SET PROBLEM: Please rewrite the data below, replacing "put a marker on" with "place a dot on" and leaving everything else unchanged. Omit the pictures from your output.

[Records]
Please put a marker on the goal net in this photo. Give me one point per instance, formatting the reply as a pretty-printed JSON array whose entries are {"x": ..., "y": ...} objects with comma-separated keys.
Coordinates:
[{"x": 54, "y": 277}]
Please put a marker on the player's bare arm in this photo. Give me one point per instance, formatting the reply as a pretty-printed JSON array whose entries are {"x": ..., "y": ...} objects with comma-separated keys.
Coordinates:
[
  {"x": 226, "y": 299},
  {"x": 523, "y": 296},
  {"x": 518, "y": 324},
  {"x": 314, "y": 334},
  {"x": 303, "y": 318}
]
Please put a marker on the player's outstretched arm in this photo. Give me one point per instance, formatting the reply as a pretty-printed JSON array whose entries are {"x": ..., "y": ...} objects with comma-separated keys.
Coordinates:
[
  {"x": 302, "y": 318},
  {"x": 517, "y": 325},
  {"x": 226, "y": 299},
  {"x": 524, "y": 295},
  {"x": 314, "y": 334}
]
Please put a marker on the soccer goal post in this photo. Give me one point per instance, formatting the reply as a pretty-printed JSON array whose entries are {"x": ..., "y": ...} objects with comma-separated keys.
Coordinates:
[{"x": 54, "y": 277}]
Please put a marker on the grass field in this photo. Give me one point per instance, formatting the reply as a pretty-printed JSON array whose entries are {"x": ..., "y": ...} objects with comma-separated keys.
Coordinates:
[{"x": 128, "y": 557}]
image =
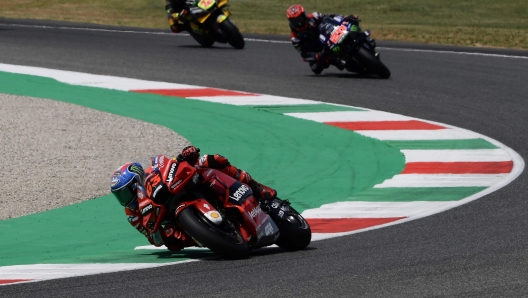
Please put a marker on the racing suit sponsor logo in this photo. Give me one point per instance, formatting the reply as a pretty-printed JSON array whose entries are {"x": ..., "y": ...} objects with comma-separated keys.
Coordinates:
[
  {"x": 256, "y": 211},
  {"x": 172, "y": 172},
  {"x": 173, "y": 186},
  {"x": 239, "y": 193},
  {"x": 202, "y": 160},
  {"x": 115, "y": 179},
  {"x": 269, "y": 229},
  {"x": 146, "y": 210},
  {"x": 195, "y": 178},
  {"x": 178, "y": 208}
]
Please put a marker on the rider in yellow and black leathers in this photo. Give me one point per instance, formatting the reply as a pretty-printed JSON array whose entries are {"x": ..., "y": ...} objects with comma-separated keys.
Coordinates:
[{"x": 181, "y": 12}]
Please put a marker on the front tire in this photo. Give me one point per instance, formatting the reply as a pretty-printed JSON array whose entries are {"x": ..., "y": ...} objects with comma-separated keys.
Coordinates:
[
  {"x": 233, "y": 35},
  {"x": 372, "y": 64},
  {"x": 225, "y": 241}
]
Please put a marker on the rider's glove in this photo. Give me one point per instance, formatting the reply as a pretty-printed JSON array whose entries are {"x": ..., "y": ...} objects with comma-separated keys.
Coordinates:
[
  {"x": 321, "y": 56},
  {"x": 351, "y": 17},
  {"x": 190, "y": 154}
]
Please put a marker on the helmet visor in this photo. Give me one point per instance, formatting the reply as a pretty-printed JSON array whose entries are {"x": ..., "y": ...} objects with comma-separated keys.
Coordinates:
[
  {"x": 299, "y": 21},
  {"x": 125, "y": 195}
]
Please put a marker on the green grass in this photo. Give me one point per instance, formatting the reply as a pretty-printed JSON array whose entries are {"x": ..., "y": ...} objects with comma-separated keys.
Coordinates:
[{"x": 462, "y": 22}]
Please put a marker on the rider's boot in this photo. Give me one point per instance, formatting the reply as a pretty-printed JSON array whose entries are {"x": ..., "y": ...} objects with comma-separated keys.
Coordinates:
[{"x": 316, "y": 67}]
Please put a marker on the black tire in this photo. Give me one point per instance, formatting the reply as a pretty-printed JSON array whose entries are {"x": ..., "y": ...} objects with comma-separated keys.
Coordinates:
[
  {"x": 233, "y": 35},
  {"x": 224, "y": 241},
  {"x": 295, "y": 232},
  {"x": 372, "y": 63},
  {"x": 204, "y": 40}
]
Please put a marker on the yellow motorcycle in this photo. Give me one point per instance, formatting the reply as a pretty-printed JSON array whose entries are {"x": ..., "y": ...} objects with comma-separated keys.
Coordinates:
[{"x": 210, "y": 23}]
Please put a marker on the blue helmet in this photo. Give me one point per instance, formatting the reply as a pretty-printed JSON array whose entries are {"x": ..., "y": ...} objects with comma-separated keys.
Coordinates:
[{"x": 124, "y": 181}]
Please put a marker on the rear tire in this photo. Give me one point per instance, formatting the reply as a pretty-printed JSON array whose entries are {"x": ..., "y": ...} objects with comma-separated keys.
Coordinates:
[
  {"x": 372, "y": 63},
  {"x": 233, "y": 35},
  {"x": 221, "y": 240},
  {"x": 295, "y": 233}
]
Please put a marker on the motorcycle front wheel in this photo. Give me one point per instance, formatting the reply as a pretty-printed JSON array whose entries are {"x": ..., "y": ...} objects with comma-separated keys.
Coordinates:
[
  {"x": 372, "y": 64},
  {"x": 233, "y": 35},
  {"x": 224, "y": 240}
]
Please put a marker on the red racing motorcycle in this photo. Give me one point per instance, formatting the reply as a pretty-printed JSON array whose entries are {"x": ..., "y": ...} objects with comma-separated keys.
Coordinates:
[{"x": 219, "y": 212}]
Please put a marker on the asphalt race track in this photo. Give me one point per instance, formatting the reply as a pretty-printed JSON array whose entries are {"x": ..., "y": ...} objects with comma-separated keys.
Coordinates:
[{"x": 477, "y": 250}]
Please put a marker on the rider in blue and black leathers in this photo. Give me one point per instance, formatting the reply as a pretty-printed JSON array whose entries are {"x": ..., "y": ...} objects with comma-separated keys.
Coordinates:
[{"x": 305, "y": 37}]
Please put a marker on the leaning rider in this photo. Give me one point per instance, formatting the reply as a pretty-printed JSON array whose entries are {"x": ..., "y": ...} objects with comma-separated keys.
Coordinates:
[
  {"x": 305, "y": 37},
  {"x": 181, "y": 12},
  {"x": 127, "y": 183}
]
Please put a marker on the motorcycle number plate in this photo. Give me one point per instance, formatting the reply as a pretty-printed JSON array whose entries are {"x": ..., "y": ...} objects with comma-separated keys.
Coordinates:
[{"x": 338, "y": 33}]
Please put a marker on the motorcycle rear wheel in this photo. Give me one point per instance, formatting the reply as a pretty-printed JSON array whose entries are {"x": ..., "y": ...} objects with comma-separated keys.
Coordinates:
[
  {"x": 295, "y": 232},
  {"x": 204, "y": 40},
  {"x": 233, "y": 35},
  {"x": 225, "y": 242},
  {"x": 373, "y": 64}
]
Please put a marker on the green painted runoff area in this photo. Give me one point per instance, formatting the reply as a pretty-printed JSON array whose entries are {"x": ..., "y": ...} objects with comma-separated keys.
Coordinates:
[{"x": 307, "y": 162}]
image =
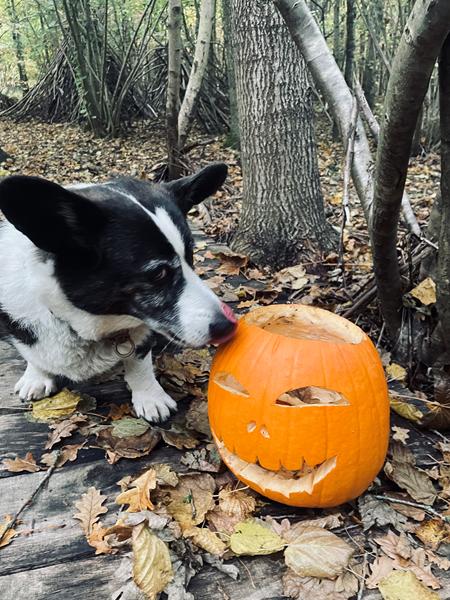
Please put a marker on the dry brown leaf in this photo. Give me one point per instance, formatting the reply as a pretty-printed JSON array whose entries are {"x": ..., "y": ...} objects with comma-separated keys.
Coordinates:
[
  {"x": 404, "y": 584},
  {"x": 63, "y": 429},
  {"x": 138, "y": 496},
  {"x": 19, "y": 465},
  {"x": 68, "y": 453},
  {"x": 181, "y": 440},
  {"x": 238, "y": 503},
  {"x": 96, "y": 539},
  {"x": 6, "y": 538},
  {"x": 152, "y": 567},
  {"x": 89, "y": 509},
  {"x": 191, "y": 499},
  {"x": 433, "y": 532},
  {"x": 317, "y": 552},
  {"x": 206, "y": 539}
]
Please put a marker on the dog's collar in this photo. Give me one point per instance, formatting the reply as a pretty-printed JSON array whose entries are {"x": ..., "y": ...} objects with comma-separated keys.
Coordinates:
[{"x": 124, "y": 346}]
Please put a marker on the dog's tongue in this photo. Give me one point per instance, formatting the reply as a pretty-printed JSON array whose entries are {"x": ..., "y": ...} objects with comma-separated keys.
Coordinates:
[{"x": 229, "y": 314}]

EXERCISE RESULT:
Please place a dot on the goal net in this photo. Give me one point per instance, formatting the reply as a pretty-printed JSON array whose entries are {"x": ..., "y": ...} objects with comma-separated keys.
Coordinates:
[{"x": 54, "y": 277}]
Please place a dot on the player's bare arm in this photo. Give me one point per instance, formatting the reply as a pretty-printed JSON array whose entries are {"x": ..., "y": ...} objects with comma-separated keys.
Coordinates:
[
  {"x": 226, "y": 299},
  {"x": 523, "y": 296},
  {"x": 518, "y": 324},
  {"x": 314, "y": 334},
  {"x": 303, "y": 318}
]
Please place a dot on the player's outstretched arm in this photo. Give me one point per instance, formatting the reply as a pretty-printed JSON array whose entries are {"x": ..., "y": ...} objects with comma-separated keys.
Coordinates:
[
  {"x": 302, "y": 318},
  {"x": 517, "y": 325},
  {"x": 226, "y": 299},
  {"x": 524, "y": 295},
  {"x": 314, "y": 334}
]
Please place a dot on the soccer goal post in this photo. Give me one point per instance, formatting the reply as a pretty-printed JSON array whose entries are {"x": ..., "y": ...} objects with comma-separated keys.
Coordinates:
[{"x": 54, "y": 277}]
Please place a dot on the grass field in this photo. Give me one point per instance, formatting the reply as a pretty-printed JSON array whose entries are {"x": ..., "y": ...} objects with comma-separated keys.
Coordinates:
[{"x": 128, "y": 557}]
image =
Please place a dot on the racing suit sponsor logo in this photo. Give me one point per instance, formatting the reply as a pretty-printed JSON array whose entries are {"x": ..., "y": ...} objects with comma-separated keys.
Coordinates:
[
  {"x": 256, "y": 211},
  {"x": 172, "y": 172},
  {"x": 173, "y": 186},
  {"x": 239, "y": 193},
  {"x": 202, "y": 160},
  {"x": 115, "y": 179},
  {"x": 269, "y": 229},
  {"x": 146, "y": 210},
  {"x": 195, "y": 178},
  {"x": 178, "y": 208}
]
Please place a dot on the rider in yellow and black leathers in this photo. Give me one point per instance, formatting the reply as a pretty-printed JSON array whose entries are {"x": ..., "y": ...} objects with comma-separated keys.
Coordinates:
[{"x": 181, "y": 12}]
Please place a dot on the front tire in this photo. Give me one point per instance, formatting the reply as a pretty-printed JSON array whose entries are {"x": ..., "y": ...} objects with comma-separated keys.
Coordinates:
[
  {"x": 233, "y": 35},
  {"x": 372, "y": 64},
  {"x": 225, "y": 241}
]
Please place a dot on the rider's glove in this photo. Give me one point per instance, formatting the reply as a pretty-printed JSON array whose entries are {"x": ..., "y": ...} objects with comma-separated keys.
Coordinates:
[
  {"x": 321, "y": 56},
  {"x": 351, "y": 17},
  {"x": 190, "y": 154}
]
Please place a dot on the helmet visor in this photo. Give me one point per instance, formatting the reply as a pretty-printed JSON array whose entries are {"x": ..., "y": ...} objects with comma-separated keys.
Coordinates:
[
  {"x": 299, "y": 21},
  {"x": 125, "y": 195}
]
Please place a dot on the green grass in this photo. Give me one point per instance, formatting the reply as a pretty-printed JSON array whose entries are {"x": ..., "y": ...} objects with comma-separated keys.
Coordinates:
[{"x": 462, "y": 22}]
Please place a dot on the rider's boot in this photo. Give me one point per instance, formatting the reply as a pretty-printed JSON array whose entries are {"x": ..., "y": ...} objects with comma-separated keys.
Coordinates:
[{"x": 316, "y": 67}]
Please place a dot on the black tire in this photo. Give me one point per instance, formatting the reply as a pretty-printed JSON array whose entries are {"x": ..., "y": ...} objects with comma-separated keys.
Coordinates:
[
  {"x": 233, "y": 35},
  {"x": 224, "y": 241},
  {"x": 295, "y": 232},
  {"x": 372, "y": 63},
  {"x": 204, "y": 40}
]
Please place a dot on the yellow motorcycle in this photo. Give me one point per instance, formatting the reply as a pretty-printed JSON array whose entries are {"x": ..., "y": ...} objects with comma-separated keys.
Coordinates:
[{"x": 210, "y": 23}]
Please place a dot on the blue helmet in this photo. Give me one point per instance, formatting the reply as a pretty-printed JSON array whose entries are {"x": ..., "y": ...} objects with comma-separated keys.
Coordinates:
[{"x": 124, "y": 181}]
Please place a dot on the rear tire in this photo. Give me one point per instance, formatting the reply as a pretty-printed JSON array whose entries are {"x": ..., "y": ...} objects with comma-separated keys.
Coordinates:
[
  {"x": 372, "y": 63},
  {"x": 233, "y": 35},
  {"x": 221, "y": 240},
  {"x": 295, "y": 233}
]
Please place a dot on the motorcycle front wheel in this photo. Give me one point per instance, formatting the reply as a pretty-printed JSON array whose entries are {"x": ..., "y": ...} objects with comma-separated keys.
Coordinates:
[
  {"x": 372, "y": 64},
  {"x": 233, "y": 35},
  {"x": 224, "y": 240}
]
Please place a dot on the red racing motorcycle in this photo. Give me one point per instance, formatting the reply as a pretty-printed JSON array whose entries are {"x": ..., "y": ...} objects with comma-separated keys.
Coordinates:
[{"x": 219, "y": 212}]
Please place a dot on the asphalt race track in this photo. Give me one point per instance, formatting the reply as a pretty-printed JSON array whose entries are {"x": ..., "y": ...} objects with comma-separated keys.
Coordinates:
[{"x": 477, "y": 250}]
Please place a dot on the rider in blue and black leathers in this photo. Give me one point per instance, formatting the reply as a pretty-printed JSON array whose entries are {"x": ..., "y": ...} objects with comma-separated keys.
Coordinates:
[{"x": 305, "y": 37}]
Please place a dot on the leaning rider in this photo. Give me one point per instance, formatting the reply as a pretty-printed JSON array whose entries are {"x": ..., "y": ...} objects with comma-separated keys.
Coordinates:
[
  {"x": 305, "y": 37},
  {"x": 181, "y": 12},
  {"x": 127, "y": 183}
]
Please place a dot on the motorcycle number plate in this photo. Give me one point per instance, formatting the reply as a pretty-printed JSON array whose entries are {"x": ..., "y": ...} objects with comma-separated keys.
Coordinates:
[{"x": 338, "y": 33}]
Please place a dot on the motorcycle rear wheel in this photo. Give me one point per instance, formatting the reply as a pretty-printed JSON array whose entries are {"x": ..., "y": ...} objects with comma-separated keys.
Coordinates:
[
  {"x": 295, "y": 232},
  {"x": 204, "y": 40},
  {"x": 233, "y": 35},
  {"x": 225, "y": 242},
  {"x": 373, "y": 64}
]
Please place a dot on the green painted runoff area in this photo. Give me one point per instance, formatting the reply as a pretty-printed JSON array whose entries are {"x": ..., "y": ...} objects with comma-separated keys.
Coordinates:
[{"x": 307, "y": 162}]
image =
Please place a dot on the dry brown leaf in this photo. Give me one point per instance, formatting the reply as a pretty-printed JSON array whose entries are {"x": ..., "y": ...} objects with comma-separated keys.
Coordinates:
[
  {"x": 404, "y": 584},
  {"x": 63, "y": 429},
  {"x": 138, "y": 496},
  {"x": 19, "y": 465},
  {"x": 68, "y": 453},
  {"x": 181, "y": 440},
  {"x": 238, "y": 503},
  {"x": 96, "y": 539},
  {"x": 6, "y": 538},
  {"x": 152, "y": 567},
  {"x": 89, "y": 509},
  {"x": 191, "y": 499},
  {"x": 433, "y": 532},
  {"x": 317, "y": 552},
  {"x": 206, "y": 539}
]
Please place a dot on the dog's collar in this photo. Give me one point per instance, formatting the reply as a pretty-printed JSON array whose entries are {"x": ..., "y": ...} objects with comma-separated keys.
Coordinates:
[{"x": 124, "y": 346}]
Please place a dot on the dog's tongue in this photo. Give me one point per instance, formatting the reply as a pretty-printed JSON array whose entries are {"x": ..., "y": ...} objects with comma-separated keys.
Coordinates:
[{"x": 229, "y": 314}]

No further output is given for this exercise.